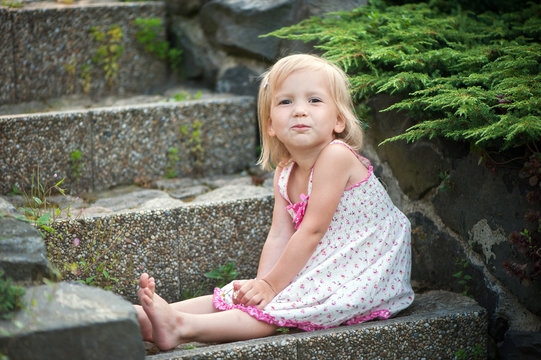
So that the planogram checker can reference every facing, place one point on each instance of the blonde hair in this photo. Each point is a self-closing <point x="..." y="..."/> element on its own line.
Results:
◇ ◇ ◇ ◇
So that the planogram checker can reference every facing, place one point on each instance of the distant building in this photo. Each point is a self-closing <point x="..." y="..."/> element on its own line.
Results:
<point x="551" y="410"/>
◇ ◇ ◇ ◇
__Task brief__
Which lines of the listing contain the string "that"? Copy each of them.

__Answer to this problem__
So that the planogram checker can reference every facing, place one point on each instance of the blonde hair in this photo. Each point is a self-closing <point x="..." y="..."/> element on its own line.
So that the planogram checker can reference every facing, place one point on each instance of the distant building in this photo. Each point is a self-closing <point x="..." y="..."/> element on its own line.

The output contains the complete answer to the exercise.